▶ What you need to do
Reproduce the lines of the listing below verbatim, from the line with "Report the location of each instance of the asphalt" to the line with "x=89, y=204", including both of those lines.

▶ Excerpted data
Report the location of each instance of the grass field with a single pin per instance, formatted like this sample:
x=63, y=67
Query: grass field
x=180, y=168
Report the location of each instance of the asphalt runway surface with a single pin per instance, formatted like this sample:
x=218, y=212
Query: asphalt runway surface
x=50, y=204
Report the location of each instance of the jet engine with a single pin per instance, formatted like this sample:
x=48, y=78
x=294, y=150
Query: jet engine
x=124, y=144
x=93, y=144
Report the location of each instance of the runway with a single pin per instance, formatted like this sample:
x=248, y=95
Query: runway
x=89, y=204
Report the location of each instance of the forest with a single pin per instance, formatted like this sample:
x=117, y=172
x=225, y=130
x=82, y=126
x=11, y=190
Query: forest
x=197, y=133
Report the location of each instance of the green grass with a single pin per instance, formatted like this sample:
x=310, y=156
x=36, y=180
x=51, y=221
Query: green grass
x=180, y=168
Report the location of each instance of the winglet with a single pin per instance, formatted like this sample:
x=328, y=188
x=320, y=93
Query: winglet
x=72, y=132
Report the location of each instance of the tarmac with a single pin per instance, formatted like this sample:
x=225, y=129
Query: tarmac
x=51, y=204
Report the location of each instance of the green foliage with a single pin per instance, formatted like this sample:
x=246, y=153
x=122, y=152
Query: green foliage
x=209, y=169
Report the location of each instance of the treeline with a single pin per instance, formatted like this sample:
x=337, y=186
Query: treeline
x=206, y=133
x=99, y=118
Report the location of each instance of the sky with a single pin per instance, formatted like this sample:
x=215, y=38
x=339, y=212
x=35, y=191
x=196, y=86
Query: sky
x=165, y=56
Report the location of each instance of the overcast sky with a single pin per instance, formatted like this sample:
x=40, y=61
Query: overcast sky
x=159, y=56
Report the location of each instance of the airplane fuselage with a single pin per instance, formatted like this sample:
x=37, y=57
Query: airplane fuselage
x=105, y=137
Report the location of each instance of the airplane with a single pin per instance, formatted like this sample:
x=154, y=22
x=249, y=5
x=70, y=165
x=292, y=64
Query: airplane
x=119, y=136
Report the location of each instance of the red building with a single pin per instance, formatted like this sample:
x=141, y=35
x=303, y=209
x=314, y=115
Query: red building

▶ Task output
Report the location of each instance of the asphalt runway surface with a single pin per instance, formatted like this sample:
x=218, y=212
Query: asphalt runway surface
x=50, y=204
Report the location of each instance of the jet engine with a single pin per instance, formatted like this sample:
x=48, y=78
x=294, y=150
Query: jet engine
x=124, y=144
x=93, y=144
Report the location of each instance of the runway with a single pin per instance, formatted like this sample:
x=248, y=95
Query: runway
x=89, y=204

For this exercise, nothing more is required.